REQUIRED WORK
Set down each record below precisely, skipping the pictures.

Entries taken from a collection
──────

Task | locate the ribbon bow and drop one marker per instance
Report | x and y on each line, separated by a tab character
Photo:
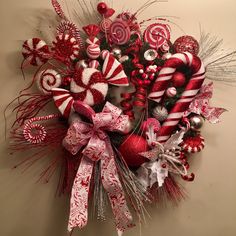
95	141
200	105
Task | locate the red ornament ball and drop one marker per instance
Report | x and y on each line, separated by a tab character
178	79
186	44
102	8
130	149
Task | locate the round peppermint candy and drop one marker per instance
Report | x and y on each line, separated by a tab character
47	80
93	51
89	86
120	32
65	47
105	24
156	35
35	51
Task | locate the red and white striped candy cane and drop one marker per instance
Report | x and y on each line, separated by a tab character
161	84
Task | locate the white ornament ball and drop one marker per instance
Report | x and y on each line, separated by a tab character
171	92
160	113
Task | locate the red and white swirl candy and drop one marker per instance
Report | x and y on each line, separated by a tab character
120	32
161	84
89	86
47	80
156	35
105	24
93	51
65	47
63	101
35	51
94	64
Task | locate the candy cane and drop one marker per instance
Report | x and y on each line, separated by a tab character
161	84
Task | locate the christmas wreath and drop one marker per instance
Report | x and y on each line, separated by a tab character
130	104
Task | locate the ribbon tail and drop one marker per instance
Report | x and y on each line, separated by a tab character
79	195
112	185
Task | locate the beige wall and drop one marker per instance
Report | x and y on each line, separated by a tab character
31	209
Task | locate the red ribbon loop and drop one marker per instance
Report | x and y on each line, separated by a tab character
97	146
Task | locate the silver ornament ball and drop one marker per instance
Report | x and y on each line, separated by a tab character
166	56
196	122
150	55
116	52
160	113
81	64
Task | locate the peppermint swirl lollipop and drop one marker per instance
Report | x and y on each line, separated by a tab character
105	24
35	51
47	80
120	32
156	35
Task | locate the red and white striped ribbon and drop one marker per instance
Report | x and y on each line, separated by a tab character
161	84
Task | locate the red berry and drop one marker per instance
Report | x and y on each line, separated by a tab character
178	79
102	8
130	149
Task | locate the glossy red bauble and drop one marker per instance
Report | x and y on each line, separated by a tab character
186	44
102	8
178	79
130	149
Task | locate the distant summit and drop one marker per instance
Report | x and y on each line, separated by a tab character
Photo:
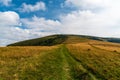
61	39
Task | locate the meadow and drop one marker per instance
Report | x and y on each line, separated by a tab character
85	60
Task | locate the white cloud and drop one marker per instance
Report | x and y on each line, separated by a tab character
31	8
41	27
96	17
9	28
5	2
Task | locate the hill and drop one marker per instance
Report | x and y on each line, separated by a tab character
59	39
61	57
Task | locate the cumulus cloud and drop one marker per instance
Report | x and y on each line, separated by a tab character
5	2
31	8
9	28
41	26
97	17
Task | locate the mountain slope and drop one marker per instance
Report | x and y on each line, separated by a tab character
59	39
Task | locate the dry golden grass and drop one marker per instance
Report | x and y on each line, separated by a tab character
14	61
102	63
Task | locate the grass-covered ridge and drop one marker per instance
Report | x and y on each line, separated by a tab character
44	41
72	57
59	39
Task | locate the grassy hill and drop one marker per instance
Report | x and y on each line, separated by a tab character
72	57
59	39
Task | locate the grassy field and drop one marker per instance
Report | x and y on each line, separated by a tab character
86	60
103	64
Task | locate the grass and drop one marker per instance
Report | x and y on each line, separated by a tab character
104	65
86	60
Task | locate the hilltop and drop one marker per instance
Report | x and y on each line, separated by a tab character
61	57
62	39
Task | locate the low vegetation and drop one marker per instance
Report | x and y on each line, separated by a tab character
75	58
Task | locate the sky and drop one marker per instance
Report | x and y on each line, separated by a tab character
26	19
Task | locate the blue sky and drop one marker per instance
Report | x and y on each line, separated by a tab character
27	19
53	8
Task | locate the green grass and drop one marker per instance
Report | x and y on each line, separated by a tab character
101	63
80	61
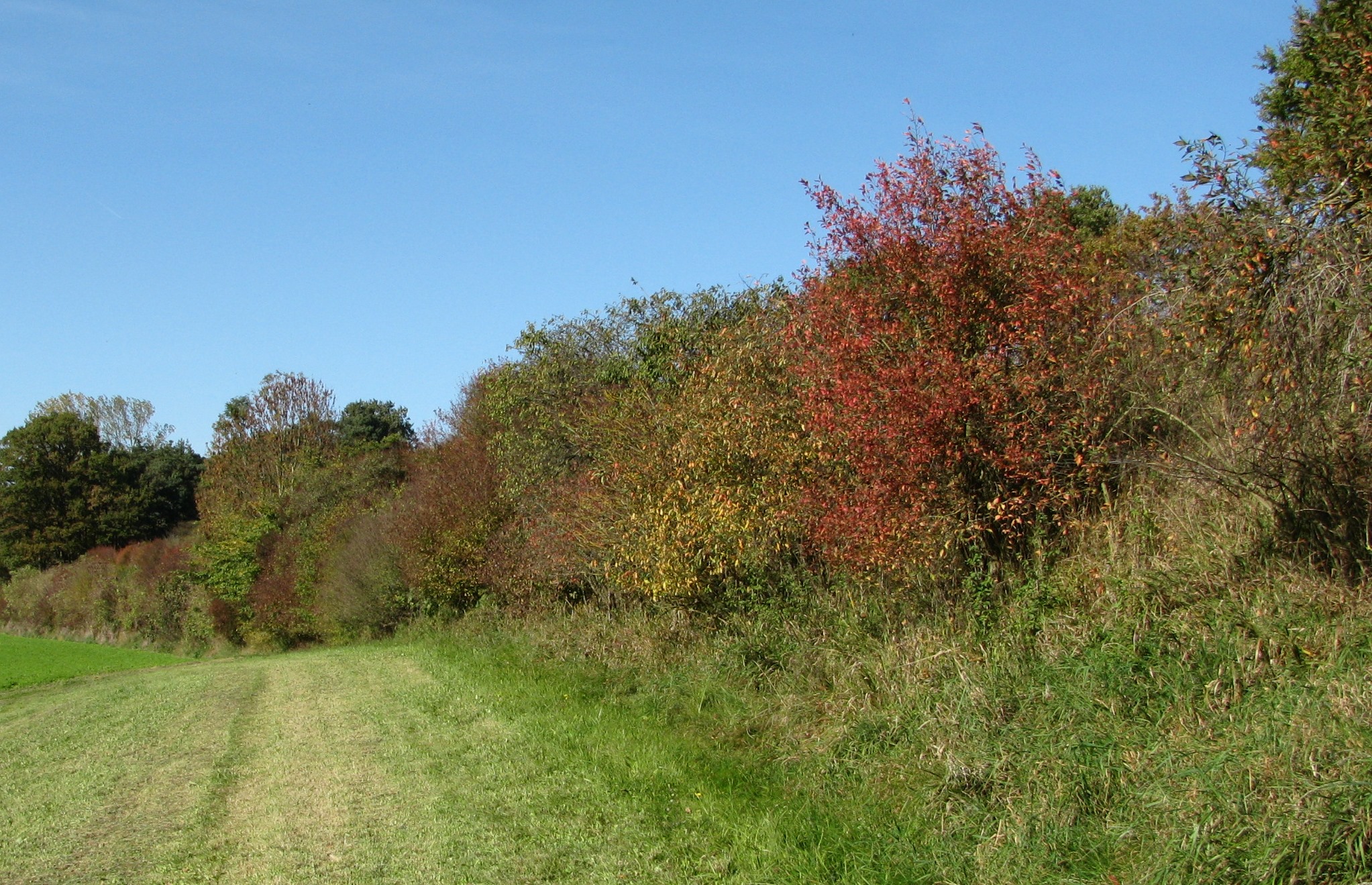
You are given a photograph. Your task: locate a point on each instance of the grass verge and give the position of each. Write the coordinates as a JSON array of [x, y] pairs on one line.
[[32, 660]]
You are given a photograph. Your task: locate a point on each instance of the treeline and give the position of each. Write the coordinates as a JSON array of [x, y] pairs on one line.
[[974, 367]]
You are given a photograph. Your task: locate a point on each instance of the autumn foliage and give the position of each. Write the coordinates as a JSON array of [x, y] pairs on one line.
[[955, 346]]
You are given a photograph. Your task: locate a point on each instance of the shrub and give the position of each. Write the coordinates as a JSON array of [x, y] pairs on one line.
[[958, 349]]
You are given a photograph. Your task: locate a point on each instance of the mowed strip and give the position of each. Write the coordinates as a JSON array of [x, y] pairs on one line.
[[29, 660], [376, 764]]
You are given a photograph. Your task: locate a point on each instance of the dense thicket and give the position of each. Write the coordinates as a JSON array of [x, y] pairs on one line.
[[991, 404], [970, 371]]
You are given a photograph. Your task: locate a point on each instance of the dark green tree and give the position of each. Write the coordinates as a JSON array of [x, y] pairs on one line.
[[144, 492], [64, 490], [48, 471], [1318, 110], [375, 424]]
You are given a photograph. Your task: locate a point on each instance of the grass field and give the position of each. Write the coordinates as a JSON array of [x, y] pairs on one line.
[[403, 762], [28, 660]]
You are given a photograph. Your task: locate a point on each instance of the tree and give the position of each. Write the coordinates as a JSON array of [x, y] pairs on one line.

──────

TASK ANSWER
Task | locate the ribbon bow and drop one marker per instance
Report | x and y on each line, separated by a tab character
Photo:
95	141
200	105
Task | locate the red ornament ball and drop one marker per instance
Report | x and y on each line, separated by a tab character
178	79
186	44
102	8
130	149
Task | locate the round peppermint candy and drop one marker per instance
Report | x and y on each line, separated by a tab character
47	80
93	51
89	86
120	32
65	47
105	24
156	35
35	51
Task | locate the red and white striped candy cane and drop one marker per instance
Report | x and y on each line, separated by a tab character
161	84
Task | locate the white ornament ball and drop one marker per instance
Report | x and y on each line, separated by a tab character
171	92
160	113
Task | locate the red and white swirl candy and drop one marker per instance
Report | x and y on each line, separated by a tab character
120	32
161	84
89	86
47	80
156	35
105	24
93	51
65	47
63	101
35	51
94	64
Task | locate the candy cane and drop one marker per instance
Report | x and y on each line, separated by a tab character
161	84
Task | locate the christmas wreath and drop one marker per instance
Report | x and y on each line, separated by a tab character
130	104
Task | locate the ribbon tail and drop one marker per instance
Report | x and y on each line, separated by a tab character
79	195
112	185
Task | locate the beige wall and drop one marker per instance
Report | x and y on each line, separated by a tab character
31	209
Task | locate the red ribbon loop and drop one marker per instance
Report | x and y on each line, separated by a tab character
97	146
Task | locate the silver ornament ball and drop one marker per instance
Report | x and y on each line, separated by a tab character
166	56
196	122
150	55
116	52
160	113
81	64
Task | locate the peppermint swirl lollipop and drop one marker per instance
Report | x and y on each line, separated by a tab character
105	24
35	51
47	80
120	32
156	35
Task | locate the red and white striped ribbon and drop one marker per instance
Report | x and y on each line, separated by a tab character
161	84
Task | locate the red berry and drop one marker per instance
Report | x and y on each line, separated by a tab character
178	79
102	8
130	149
Task | locate the glossy red bauble and drop one marker per instance
Report | x and y on each line, separated by a tab character
186	44
102	8
178	79
130	149
Task | locate the distant summit and drop one marker per instance
Report | x and y on each line, separated by a tab character
Photo:
61	39
Task | locate the meadow and drop one marker per instance
Report | x and y on each line, separated by a tab character
85	60
Task | locate the white cloud and drop one marker per instance
Report | x and y on each line, separated by a tab character
31	8
41	27
96	17
9	28
5	2
Task | locate the hill and drop one marker per instance
Report | x and y on each line, separated by a tab character
59	39
61	57
Task | locate the cumulus cloud and drop one marker per instance
Report | x and y on each line, separated by a tab character
5	2
31	8
9	28
41	26
97	17
Task | locate the mountain slope and drop one marker per instance
Report | x and y on each line, separated by a tab character
59	39
Task | locate the dry golden grass and drop one marker per instance
Report | x and y on each line, separated by a tab character
14	61
102	63
Task | locate the grass-covered ridge and drop one marker per instance
Report | x and y on each line, separated by a tab character
44	41
72	57
59	39
Task | locate the grassy hill and drop one marker per instance
Report | x and y on each line, separated by a tab character
72	57
59	39
Task | locate the grassy field and drop one marker per instance
Report | x and y on each line, separated by a tab character
86	60
103	64
Task | locate the grass and drop one marker per instance
Report | x and y on each line, separated by a tab character
104	65
86	60
Task | locate the hilltop and drop one marker per instance
Report | x and y on each line, separated by a tab character
61	57
62	39
Task | locate the low vegetation and drop one marker per instance
Report | x and y on each line, separated by a tab character
75	58
Task | locate the sky and drop one marker per instance
Report | x and y on each line, separated by a tab character
26	19
Task | locate the blue sky and drop one marker per instance
Report | x and y on each line, separated by a tab character
27	19
53	8
Task | locate the green grass and drop one marker per instance
Report | x and y on each line, separated by a tab character
101	63
80	61
You are given a photograph. Your task: locate a point on each instance of the grass verge and give the position of each. Write the coordinates as a JSON array of [x, y] pairs on one line.
[[32, 660]]
You are given a photograph. Your task: locate a point on each instance of the treeline and give the position of each. Write the coordinates as a JSON array of [x, y] pairs on one line.
[[974, 367]]
You are given a photograph. Your task: locate a point on each instance of the autumn foliage and give the position of each. Write the coordinates as a JSON array of [x, y] pairs on one line.
[[955, 346]]
You are given a photograph. Your task: locate a point on each instance of the shrub and give the position of each. Write the coordinates as a JSON array of [x, y] pairs on one line.
[[958, 349]]
You are given a photograph. Your task: locate a point on each instance of the mowed strip and give the position of each. Write the coordinates as a JSON array of [x, y] pairs on one line.
[[29, 660], [376, 764]]
You are given a photograph. Your task: locate a point on each instance of the dense thicket and give the position of each. Write the coordinates as a JSON array of [x, y] pairs on one line.
[[991, 404], [970, 371]]
You are given a photograph. Your task: locate a point on each instance of the dark green tree and give the position of each. Write the coordinates as a JSON array of [x, y] pairs on one line.
[[144, 492], [64, 490], [48, 471], [1318, 110], [375, 424]]
You are given a photograph. Your task: locate a point on each instance of the grass field and give the position of each. Write the coordinates as a JSON array of [x, y] pairs on one line.
[[403, 762], [28, 660]]
You are given a photograph. Your task: locate a point on each instance of the tree and give the position of each. Write the coordinates as a JSON array of [x, y] pairs on one line.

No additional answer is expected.